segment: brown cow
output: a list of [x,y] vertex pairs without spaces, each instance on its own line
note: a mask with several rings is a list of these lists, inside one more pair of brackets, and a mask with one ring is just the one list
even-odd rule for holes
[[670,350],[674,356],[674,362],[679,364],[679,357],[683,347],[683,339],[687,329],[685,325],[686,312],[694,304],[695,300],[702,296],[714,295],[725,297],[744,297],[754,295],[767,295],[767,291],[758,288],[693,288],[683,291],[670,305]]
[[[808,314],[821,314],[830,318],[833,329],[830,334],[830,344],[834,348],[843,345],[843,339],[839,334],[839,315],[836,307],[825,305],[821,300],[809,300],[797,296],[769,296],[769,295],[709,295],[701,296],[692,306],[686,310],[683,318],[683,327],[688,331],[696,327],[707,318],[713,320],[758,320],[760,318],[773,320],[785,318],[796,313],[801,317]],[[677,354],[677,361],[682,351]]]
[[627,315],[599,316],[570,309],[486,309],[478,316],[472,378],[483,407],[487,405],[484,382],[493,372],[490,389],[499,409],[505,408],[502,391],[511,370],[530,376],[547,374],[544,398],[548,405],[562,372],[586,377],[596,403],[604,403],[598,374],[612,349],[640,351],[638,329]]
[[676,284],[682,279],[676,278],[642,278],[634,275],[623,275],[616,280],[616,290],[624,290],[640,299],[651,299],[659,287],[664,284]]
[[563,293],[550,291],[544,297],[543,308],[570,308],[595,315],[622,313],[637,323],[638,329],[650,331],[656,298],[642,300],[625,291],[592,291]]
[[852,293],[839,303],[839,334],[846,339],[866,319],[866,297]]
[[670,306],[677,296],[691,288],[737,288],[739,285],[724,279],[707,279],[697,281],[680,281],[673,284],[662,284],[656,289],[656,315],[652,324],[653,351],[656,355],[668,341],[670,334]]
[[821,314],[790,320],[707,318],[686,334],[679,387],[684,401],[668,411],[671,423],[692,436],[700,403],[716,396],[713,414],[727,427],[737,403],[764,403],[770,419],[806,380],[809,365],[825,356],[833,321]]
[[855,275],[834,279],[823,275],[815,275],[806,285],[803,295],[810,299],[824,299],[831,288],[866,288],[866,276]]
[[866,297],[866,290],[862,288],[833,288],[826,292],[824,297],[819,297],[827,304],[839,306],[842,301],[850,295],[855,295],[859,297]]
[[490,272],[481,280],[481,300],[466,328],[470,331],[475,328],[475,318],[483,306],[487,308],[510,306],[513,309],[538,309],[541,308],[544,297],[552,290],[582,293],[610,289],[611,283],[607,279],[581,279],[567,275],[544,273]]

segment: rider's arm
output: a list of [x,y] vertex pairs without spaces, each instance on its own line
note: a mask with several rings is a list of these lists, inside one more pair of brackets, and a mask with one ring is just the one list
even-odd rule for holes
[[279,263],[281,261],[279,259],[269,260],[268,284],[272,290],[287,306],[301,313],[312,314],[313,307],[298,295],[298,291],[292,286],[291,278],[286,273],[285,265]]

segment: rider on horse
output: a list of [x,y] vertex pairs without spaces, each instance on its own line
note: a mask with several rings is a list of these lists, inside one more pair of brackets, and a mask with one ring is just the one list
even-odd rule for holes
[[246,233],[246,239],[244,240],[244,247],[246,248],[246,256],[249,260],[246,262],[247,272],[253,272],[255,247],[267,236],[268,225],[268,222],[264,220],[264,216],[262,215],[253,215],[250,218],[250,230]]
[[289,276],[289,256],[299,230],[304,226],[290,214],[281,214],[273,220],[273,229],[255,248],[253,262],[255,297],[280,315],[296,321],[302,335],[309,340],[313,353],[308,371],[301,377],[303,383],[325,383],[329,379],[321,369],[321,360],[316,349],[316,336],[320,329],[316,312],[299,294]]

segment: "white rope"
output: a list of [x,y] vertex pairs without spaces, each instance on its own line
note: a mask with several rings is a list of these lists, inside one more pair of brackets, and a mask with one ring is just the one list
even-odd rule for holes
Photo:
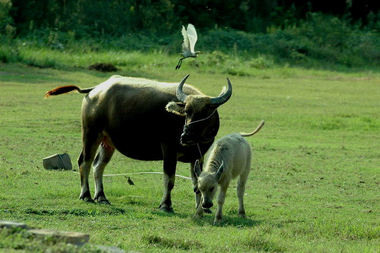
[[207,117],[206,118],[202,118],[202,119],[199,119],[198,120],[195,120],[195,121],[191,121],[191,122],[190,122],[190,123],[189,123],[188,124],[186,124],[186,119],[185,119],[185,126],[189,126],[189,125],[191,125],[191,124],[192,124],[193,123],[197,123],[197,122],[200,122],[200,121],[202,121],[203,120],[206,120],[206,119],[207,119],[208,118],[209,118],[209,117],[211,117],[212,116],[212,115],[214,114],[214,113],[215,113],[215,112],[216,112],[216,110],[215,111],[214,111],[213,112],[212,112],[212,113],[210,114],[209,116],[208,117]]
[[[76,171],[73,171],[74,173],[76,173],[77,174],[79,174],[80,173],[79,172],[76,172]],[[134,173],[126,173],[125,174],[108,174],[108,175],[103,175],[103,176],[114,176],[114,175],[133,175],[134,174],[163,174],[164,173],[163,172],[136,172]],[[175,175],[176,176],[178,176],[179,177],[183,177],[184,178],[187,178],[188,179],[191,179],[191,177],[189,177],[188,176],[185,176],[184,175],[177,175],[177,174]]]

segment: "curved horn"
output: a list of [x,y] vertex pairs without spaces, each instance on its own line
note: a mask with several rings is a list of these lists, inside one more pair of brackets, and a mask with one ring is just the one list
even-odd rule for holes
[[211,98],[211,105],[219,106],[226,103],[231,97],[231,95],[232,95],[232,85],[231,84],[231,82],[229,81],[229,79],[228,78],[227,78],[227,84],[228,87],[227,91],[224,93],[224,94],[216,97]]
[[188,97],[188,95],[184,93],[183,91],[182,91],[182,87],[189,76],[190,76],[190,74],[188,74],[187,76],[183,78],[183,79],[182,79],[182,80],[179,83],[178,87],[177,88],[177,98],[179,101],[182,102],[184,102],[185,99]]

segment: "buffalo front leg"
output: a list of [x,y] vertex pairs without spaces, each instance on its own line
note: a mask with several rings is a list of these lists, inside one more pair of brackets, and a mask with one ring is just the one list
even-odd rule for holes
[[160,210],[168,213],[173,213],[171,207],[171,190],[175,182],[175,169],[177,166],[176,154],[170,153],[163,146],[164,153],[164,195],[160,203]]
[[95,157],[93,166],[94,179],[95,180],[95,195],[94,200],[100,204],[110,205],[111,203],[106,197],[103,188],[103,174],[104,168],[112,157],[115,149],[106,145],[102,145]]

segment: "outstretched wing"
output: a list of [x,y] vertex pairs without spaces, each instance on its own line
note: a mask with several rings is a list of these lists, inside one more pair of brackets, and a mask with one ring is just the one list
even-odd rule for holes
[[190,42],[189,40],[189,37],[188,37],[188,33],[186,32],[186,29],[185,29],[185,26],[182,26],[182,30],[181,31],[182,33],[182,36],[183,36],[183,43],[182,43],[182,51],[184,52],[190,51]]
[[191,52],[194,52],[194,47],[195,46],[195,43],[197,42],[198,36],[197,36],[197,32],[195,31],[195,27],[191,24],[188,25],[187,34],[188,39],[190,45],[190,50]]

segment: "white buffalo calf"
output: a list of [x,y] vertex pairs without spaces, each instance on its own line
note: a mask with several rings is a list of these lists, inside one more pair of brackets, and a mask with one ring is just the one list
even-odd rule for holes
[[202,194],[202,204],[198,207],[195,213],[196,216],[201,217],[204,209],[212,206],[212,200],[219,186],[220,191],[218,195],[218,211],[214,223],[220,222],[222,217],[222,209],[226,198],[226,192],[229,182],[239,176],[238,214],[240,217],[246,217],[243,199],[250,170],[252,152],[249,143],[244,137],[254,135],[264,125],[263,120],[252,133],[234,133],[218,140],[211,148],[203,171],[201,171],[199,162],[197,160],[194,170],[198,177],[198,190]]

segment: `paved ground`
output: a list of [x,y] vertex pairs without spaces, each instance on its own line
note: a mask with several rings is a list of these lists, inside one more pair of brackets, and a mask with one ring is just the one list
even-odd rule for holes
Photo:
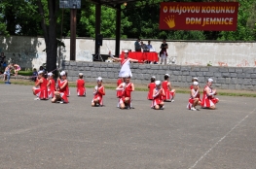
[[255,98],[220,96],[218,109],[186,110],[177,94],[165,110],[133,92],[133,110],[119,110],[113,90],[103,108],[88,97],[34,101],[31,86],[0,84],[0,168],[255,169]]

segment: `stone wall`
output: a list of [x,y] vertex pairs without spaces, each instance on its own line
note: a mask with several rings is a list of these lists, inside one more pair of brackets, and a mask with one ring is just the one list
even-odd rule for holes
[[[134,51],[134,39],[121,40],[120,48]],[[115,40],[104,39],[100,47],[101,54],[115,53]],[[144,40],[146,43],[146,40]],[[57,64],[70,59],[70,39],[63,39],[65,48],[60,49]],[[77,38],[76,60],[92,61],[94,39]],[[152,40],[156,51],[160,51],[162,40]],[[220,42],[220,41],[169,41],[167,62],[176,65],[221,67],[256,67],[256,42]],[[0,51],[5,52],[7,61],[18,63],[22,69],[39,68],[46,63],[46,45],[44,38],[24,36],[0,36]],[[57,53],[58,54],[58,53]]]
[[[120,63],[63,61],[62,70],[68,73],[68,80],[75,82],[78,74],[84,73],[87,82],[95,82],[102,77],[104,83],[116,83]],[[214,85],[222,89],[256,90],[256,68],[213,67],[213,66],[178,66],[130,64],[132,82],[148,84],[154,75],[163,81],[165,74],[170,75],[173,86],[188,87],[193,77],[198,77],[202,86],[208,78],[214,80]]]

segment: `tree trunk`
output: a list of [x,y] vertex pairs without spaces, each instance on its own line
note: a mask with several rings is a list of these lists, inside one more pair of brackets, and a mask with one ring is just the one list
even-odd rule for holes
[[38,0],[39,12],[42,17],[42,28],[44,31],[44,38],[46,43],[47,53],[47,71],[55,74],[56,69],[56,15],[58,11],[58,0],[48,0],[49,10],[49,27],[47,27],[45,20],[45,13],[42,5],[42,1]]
#####
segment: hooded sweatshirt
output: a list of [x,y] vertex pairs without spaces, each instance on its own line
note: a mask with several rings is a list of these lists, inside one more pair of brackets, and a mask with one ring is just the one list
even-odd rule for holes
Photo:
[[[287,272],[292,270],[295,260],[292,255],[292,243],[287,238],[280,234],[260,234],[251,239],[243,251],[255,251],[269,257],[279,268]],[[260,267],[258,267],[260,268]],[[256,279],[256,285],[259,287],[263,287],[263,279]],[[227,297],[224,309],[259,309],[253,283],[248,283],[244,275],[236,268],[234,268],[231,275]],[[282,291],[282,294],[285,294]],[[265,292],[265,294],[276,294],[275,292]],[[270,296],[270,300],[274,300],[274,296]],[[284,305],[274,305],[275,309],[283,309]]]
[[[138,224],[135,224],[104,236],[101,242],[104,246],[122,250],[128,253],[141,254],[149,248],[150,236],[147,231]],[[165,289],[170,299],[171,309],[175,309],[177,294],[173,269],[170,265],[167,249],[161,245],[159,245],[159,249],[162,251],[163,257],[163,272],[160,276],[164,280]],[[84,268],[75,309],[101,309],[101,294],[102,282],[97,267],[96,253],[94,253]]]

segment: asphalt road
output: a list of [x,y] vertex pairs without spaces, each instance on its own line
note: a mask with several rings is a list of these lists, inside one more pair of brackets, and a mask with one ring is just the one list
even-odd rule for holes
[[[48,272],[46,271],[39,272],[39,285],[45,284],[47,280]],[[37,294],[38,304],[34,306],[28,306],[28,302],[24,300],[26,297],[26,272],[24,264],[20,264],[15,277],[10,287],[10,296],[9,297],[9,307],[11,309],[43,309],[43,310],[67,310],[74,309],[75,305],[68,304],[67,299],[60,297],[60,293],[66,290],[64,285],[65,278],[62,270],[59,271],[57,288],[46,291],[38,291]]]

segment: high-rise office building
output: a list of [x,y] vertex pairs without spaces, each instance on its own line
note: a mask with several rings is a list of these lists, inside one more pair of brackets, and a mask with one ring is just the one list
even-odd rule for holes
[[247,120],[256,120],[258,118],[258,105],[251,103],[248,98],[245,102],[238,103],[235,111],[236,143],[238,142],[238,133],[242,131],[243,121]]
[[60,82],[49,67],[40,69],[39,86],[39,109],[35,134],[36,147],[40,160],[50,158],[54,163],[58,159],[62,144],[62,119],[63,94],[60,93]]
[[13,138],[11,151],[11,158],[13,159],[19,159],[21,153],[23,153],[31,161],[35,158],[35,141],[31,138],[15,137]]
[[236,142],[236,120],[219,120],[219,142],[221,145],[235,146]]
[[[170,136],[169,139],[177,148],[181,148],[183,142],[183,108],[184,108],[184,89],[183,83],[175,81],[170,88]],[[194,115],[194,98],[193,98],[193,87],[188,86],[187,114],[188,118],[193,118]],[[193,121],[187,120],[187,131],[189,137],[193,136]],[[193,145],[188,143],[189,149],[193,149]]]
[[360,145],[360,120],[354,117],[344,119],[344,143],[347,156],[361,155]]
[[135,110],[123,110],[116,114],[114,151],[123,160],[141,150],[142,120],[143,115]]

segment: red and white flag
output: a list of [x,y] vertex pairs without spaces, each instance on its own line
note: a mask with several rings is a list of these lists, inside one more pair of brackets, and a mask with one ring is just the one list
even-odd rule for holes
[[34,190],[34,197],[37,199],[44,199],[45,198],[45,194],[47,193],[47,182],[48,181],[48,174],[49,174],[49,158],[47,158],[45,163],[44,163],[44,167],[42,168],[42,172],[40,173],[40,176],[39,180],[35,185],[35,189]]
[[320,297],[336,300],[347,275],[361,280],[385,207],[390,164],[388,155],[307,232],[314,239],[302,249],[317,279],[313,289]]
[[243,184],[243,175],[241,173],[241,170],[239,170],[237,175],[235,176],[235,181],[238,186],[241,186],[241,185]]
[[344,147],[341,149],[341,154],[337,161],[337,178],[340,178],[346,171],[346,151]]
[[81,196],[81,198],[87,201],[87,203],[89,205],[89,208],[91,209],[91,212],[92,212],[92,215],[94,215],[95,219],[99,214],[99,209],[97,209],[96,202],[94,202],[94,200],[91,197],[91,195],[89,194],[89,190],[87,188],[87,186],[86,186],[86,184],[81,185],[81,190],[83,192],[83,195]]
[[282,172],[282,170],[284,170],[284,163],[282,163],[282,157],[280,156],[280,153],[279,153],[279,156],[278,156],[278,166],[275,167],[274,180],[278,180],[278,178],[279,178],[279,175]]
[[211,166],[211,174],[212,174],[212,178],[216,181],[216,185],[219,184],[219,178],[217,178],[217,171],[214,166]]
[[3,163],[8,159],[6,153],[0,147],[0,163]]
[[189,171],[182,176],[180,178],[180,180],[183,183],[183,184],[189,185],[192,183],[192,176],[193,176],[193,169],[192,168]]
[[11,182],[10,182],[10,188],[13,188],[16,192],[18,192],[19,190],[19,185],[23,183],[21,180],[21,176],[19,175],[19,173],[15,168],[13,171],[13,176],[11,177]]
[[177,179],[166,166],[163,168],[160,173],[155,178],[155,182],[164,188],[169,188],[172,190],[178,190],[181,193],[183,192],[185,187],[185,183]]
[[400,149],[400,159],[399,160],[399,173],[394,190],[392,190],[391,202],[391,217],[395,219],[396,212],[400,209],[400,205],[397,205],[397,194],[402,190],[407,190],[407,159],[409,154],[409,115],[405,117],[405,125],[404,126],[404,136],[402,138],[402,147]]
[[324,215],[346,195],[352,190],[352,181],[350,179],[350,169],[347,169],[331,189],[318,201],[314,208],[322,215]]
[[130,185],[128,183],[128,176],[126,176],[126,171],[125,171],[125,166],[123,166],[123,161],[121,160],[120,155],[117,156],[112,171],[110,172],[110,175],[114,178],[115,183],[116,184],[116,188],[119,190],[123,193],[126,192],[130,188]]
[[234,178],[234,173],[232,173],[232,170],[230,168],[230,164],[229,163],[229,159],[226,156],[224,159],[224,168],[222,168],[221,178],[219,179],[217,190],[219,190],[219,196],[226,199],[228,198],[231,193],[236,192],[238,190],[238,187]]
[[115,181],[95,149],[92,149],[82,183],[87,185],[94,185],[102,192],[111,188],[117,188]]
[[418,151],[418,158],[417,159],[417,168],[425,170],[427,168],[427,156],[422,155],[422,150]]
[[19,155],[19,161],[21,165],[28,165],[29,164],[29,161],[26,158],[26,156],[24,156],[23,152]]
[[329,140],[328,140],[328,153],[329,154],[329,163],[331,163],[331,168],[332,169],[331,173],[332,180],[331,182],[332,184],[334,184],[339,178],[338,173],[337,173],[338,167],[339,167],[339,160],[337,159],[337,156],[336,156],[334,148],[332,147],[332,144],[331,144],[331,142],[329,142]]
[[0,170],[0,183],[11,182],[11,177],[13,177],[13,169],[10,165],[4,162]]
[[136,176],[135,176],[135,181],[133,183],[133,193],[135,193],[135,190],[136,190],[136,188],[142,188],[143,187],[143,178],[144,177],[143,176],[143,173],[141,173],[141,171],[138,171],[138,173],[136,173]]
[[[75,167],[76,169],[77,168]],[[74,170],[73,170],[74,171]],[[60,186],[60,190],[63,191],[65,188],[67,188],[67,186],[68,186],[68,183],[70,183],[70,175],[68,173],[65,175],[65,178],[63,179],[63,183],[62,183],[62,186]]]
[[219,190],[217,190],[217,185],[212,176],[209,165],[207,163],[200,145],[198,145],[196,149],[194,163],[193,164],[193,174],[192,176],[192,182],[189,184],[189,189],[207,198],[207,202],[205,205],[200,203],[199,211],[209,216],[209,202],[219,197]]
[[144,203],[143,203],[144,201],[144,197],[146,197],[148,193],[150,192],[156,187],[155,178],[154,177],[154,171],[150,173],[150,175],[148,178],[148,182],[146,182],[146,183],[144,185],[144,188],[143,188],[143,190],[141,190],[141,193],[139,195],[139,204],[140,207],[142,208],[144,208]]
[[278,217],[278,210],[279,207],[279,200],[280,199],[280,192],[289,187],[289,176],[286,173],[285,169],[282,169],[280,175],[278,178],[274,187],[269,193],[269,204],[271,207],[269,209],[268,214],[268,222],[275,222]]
#####
▶ What is required: Find every line above that contains the word "buffalo", and copy each of those lines in full.

▶ Task output:
segment: "buffalo front leg"
segment: "white buffalo calf"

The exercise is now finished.